Job
Please gather every line in the listing below that contains the word "algae" and copy each one.

============================================================

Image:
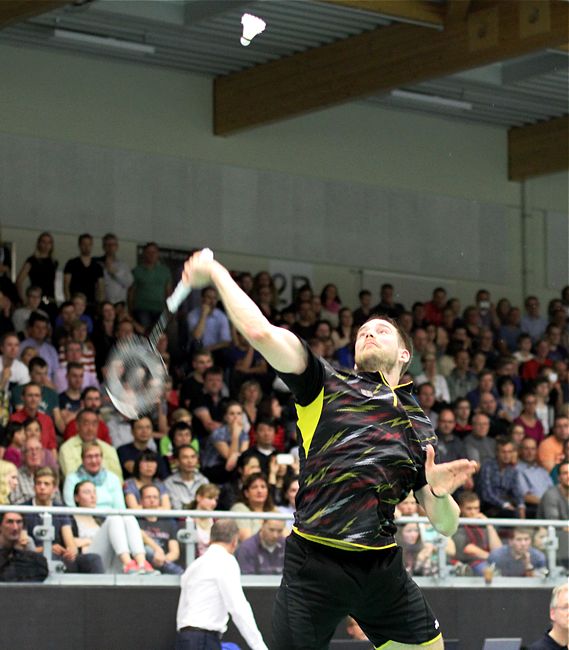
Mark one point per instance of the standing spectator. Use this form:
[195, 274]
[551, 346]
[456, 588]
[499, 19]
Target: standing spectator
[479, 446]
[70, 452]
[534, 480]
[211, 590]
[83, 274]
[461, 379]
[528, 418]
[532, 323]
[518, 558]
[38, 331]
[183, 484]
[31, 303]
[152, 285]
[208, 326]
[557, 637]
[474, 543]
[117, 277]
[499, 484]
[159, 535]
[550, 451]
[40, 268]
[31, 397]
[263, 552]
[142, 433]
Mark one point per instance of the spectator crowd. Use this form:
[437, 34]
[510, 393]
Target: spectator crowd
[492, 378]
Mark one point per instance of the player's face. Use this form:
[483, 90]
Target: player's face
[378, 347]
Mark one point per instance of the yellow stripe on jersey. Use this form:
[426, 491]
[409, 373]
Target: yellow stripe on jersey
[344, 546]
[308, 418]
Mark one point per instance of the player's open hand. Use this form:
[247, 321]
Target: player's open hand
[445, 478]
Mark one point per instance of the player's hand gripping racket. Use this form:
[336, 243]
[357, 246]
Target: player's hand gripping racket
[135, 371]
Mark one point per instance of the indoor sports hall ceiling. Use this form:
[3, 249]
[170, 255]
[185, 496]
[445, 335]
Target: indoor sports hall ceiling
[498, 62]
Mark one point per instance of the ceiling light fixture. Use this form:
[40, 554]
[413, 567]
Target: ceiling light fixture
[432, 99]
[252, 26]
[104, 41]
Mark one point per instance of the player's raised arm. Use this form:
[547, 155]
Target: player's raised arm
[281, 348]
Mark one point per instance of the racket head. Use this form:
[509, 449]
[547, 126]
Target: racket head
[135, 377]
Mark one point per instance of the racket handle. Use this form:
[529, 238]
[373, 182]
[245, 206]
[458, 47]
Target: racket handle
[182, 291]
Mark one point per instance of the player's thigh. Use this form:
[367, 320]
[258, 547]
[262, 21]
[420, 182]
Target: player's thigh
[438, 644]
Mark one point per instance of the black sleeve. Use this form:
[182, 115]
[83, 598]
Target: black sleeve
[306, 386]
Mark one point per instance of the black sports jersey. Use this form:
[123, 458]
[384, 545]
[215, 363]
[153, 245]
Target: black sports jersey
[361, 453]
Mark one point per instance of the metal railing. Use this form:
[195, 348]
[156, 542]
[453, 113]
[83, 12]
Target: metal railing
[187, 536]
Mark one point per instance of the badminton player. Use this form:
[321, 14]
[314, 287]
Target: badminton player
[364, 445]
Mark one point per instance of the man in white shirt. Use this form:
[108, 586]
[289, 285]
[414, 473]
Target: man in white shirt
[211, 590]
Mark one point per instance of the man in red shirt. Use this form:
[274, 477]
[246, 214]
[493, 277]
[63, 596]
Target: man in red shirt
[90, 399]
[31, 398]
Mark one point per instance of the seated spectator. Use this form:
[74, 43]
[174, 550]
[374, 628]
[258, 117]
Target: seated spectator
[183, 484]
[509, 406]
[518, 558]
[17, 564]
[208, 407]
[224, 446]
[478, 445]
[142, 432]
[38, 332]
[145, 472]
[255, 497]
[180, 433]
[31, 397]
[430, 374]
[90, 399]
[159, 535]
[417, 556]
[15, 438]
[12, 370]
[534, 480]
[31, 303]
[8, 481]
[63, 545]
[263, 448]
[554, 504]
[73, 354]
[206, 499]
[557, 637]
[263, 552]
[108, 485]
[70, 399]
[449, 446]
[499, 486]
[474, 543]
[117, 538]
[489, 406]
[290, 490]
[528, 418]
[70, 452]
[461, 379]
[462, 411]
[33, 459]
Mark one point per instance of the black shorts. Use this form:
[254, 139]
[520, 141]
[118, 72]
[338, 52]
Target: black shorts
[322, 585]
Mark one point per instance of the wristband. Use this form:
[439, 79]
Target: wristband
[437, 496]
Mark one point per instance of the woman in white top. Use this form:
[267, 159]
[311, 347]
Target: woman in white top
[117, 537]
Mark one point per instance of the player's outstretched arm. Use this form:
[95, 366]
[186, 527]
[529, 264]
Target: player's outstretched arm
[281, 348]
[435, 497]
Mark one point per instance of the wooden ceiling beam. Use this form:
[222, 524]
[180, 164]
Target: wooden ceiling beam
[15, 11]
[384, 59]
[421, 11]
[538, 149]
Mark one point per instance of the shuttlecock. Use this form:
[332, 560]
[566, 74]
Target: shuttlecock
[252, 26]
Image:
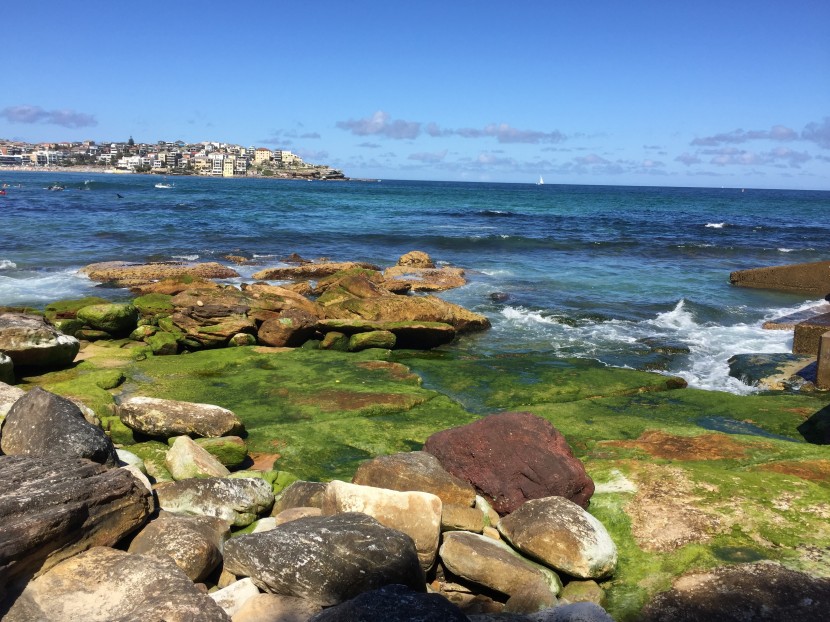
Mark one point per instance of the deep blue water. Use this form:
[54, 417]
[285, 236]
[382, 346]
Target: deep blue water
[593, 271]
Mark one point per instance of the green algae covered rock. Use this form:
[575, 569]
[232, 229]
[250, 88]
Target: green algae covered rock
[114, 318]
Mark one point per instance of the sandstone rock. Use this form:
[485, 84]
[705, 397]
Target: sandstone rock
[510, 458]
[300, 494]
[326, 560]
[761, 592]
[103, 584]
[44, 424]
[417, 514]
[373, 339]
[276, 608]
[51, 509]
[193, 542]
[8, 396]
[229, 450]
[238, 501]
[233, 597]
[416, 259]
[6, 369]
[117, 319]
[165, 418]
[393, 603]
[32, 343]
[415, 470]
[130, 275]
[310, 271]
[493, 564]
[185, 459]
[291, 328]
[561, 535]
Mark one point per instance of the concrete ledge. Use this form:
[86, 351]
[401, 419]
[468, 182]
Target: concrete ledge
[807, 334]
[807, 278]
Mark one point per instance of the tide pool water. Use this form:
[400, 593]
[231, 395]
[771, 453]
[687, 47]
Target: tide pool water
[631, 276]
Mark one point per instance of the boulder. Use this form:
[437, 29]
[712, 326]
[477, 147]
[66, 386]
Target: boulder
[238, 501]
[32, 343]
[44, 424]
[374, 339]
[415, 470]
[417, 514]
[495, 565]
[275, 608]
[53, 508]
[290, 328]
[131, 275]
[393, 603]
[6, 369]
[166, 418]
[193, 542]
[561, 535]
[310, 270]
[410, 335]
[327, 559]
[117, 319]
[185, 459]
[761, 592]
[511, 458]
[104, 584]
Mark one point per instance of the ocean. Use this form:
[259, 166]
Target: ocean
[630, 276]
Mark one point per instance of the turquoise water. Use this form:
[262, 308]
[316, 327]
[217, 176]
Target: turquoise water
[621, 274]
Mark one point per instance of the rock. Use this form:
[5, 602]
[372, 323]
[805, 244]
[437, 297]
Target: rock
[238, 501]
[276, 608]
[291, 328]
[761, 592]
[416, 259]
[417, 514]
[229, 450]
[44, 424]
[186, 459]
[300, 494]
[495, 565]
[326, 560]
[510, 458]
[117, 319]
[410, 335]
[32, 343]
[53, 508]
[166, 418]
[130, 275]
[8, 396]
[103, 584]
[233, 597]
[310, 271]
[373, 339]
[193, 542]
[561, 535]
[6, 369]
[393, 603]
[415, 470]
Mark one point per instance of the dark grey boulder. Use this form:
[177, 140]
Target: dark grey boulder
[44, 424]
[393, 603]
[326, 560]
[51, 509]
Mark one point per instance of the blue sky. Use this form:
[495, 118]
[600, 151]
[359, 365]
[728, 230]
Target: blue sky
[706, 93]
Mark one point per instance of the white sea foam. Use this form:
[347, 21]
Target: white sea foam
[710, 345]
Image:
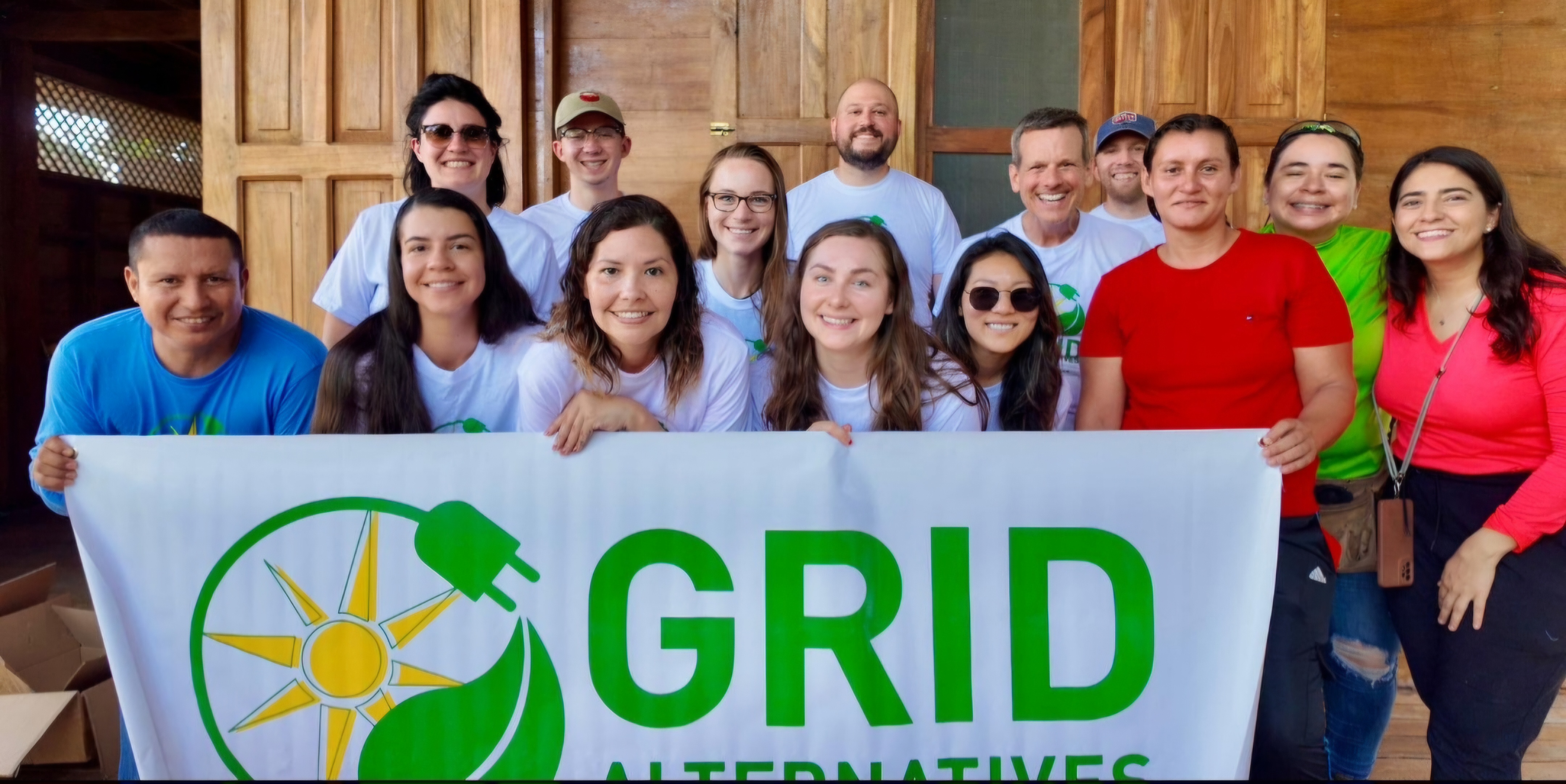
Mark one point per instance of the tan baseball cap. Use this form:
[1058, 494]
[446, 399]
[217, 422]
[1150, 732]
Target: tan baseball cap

============================================================

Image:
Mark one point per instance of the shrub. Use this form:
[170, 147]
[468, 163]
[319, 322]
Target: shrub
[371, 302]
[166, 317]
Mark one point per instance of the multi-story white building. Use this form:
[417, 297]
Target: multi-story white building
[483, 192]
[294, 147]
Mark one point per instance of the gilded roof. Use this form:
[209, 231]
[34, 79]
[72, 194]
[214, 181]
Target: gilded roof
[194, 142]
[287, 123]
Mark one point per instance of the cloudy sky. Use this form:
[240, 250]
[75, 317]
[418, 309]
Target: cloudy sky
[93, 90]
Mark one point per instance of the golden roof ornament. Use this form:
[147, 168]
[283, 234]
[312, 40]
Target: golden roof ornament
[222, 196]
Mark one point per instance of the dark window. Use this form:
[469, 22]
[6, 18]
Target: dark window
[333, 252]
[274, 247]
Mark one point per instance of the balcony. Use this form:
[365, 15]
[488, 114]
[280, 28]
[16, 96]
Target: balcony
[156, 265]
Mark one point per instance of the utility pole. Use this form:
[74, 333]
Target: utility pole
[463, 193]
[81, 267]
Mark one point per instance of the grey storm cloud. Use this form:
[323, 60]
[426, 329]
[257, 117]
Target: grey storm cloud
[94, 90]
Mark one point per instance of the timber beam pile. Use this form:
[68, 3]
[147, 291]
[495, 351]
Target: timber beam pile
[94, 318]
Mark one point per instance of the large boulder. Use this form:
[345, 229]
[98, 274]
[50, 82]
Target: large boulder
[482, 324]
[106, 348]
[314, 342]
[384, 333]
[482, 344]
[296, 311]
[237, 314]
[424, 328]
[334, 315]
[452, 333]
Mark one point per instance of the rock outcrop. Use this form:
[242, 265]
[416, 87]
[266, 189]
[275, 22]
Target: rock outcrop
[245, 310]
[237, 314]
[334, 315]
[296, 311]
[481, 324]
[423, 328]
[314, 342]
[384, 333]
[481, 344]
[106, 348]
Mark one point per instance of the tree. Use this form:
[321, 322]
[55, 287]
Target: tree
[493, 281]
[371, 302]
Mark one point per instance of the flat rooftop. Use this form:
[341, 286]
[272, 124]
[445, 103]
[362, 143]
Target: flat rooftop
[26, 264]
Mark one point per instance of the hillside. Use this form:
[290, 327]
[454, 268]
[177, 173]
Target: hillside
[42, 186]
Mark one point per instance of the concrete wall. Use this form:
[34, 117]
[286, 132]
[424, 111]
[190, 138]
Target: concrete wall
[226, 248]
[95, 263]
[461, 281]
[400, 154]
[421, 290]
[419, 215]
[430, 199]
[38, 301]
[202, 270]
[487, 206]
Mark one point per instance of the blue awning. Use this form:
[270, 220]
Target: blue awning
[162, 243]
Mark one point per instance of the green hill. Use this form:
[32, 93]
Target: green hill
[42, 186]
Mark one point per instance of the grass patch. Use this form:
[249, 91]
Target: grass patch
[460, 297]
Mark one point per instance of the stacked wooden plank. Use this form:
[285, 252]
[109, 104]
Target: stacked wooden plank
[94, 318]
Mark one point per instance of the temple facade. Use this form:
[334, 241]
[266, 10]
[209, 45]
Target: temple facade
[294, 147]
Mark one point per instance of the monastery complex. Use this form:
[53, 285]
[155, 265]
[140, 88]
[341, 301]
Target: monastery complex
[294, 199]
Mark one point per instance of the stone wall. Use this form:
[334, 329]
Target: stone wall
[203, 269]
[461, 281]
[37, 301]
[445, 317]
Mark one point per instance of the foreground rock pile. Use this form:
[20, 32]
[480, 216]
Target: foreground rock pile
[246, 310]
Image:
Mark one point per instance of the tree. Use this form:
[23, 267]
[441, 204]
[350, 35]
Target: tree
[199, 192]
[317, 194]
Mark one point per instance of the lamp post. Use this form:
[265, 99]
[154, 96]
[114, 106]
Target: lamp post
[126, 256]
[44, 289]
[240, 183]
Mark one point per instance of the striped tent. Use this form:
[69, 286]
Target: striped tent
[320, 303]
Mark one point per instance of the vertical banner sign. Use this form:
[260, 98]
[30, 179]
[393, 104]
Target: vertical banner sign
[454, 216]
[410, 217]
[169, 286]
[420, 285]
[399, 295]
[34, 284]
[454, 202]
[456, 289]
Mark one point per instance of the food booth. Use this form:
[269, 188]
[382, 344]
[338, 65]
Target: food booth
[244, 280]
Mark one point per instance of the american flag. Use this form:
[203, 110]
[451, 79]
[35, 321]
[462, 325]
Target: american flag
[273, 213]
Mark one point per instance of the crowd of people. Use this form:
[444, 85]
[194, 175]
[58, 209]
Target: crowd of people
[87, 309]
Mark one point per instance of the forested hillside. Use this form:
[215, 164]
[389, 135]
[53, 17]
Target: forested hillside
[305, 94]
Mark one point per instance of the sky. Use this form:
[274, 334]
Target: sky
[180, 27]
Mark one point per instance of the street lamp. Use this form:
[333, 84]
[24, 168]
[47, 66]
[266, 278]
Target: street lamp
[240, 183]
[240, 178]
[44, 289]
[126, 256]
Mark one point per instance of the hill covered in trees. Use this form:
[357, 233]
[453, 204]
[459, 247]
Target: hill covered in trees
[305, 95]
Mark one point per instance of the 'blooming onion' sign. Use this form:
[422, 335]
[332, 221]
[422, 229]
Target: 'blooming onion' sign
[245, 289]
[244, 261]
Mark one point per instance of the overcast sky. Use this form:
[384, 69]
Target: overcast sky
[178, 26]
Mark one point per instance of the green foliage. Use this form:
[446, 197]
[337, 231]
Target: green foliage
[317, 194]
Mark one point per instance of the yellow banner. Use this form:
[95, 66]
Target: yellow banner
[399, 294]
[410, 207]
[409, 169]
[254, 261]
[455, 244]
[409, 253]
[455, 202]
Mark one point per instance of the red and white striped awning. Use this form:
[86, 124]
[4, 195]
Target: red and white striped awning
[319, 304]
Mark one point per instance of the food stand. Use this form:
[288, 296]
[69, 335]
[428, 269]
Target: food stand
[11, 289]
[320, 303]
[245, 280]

============================================================

The answer
Mark one point per instance of the green algae covered rock. Use this form:
Target: green algae covered rock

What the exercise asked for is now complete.